> SUPPLIED DATA:
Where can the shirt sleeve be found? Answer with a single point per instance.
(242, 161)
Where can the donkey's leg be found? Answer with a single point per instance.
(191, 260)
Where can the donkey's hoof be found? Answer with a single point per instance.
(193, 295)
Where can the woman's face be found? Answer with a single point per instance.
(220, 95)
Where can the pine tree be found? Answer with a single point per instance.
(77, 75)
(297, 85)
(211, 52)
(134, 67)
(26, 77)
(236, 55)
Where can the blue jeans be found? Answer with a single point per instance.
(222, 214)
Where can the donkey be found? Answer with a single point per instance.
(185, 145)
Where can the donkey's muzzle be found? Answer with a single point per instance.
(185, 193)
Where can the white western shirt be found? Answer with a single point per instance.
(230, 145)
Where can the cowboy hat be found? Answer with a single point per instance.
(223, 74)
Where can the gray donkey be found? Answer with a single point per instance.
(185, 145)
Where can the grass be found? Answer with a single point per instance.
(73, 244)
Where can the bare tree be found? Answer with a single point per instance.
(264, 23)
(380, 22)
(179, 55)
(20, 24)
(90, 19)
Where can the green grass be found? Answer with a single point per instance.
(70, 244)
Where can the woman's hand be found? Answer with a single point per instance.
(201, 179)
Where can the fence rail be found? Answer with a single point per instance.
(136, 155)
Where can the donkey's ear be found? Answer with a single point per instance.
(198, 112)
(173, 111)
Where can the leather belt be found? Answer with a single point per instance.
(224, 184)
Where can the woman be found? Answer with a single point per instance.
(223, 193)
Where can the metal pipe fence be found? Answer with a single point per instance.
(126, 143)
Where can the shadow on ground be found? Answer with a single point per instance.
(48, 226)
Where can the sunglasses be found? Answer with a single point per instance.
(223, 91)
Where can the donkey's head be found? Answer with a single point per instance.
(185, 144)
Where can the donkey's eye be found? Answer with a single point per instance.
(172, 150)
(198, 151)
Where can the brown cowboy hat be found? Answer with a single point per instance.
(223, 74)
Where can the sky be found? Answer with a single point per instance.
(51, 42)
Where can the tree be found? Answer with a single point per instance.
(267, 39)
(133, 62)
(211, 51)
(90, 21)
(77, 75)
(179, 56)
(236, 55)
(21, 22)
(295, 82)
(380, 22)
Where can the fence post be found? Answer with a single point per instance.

> EXERCISE OBJECTIVE: When the material above has been read, copy all of it exactly.

> COMPLETED TASK:
Where can the shirt sleeve be found? Answer with a single point per instance.
(242, 161)
Where can the donkey's leg be found? Answer with a single point per instance.
(191, 260)
Where can the donkey's hoof be found? Answer with a single point per instance.
(193, 295)
Where can the woman's face be found? Answer with a single point per instance.
(220, 95)
Where can the pine tree be found? Answer with a single point per instance.
(77, 75)
(297, 85)
(211, 52)
(134, 67)
(26, 77)
(236, 55)
Where can the blue jeans be found? Answer with a single point per instance.
(222, 214)
Where can the donkey be found? Answer with a single point per instance.
(185, 145)
Where can the donkey's muzzle be found? Answer with a single point per instance.
(185, 193)
Where can the white western shirt be found? Answer with a single point per instance.
(230, 145)
Where can the cowboy hat be found? Answer with a single point per instance.
(223, 74)
Where can the gray donkey be found? Answer with a single point per instance.
(185, 145)
Where can the grass be found? Answer with a single point per instance.
(73, 244)
Where can the bare tree be found? Answer with a single point per instance.
(264, 23)
(380, 22)
(179, 55)
(20, 24)
(90, 19)
Where can the green grass be found? Answer with a single point per instance.
(70, 244)
Where can the woman's hand be found? Answer with a single point per instance.
(201, 179)
Where can the fence rail be found? Answer with a single point per instance.
(136, 155)
Where can the donkey's ear be found? Answer with a single point per instance.
(198, 112)
(173, 111)
Where can the leather belt be found? Answer with a single point per instance.
(224, 184)
Where can the woman be found? Answer with a single point per instance.
(223, 193)
Where can the metal pipe fence be found? Answer with a single point per instance.
(126, 143)
Where can the shadow on ground be found? Answer with a single point per instance.
(48, 226)
Where can the sunglasses be found? Answer with a single point per instance.
(223, 91)
Where can the donkey's head be found? Answer with a single point per instance.
(185, 144)
Where can the donkey's eye be found? Answer with a single point per instance.
(172, 150)
(198, 151)
Where can the brown cowboy hat be found? Answer with a single point per instance.
(223, 74)
Where can the sky be found? Answer with a single point per instance.
(51, 42)
Where can the tree be found? Answer with a single point per instance.
(267, 39)
(133, 62)
(211, 51)
(90, 21)
(77, 75)
(179, 56)
(236, 55)
(21, 22)
(295, 82)
(380, 22)
Where can the fence post be found? Answer with a single point per instance.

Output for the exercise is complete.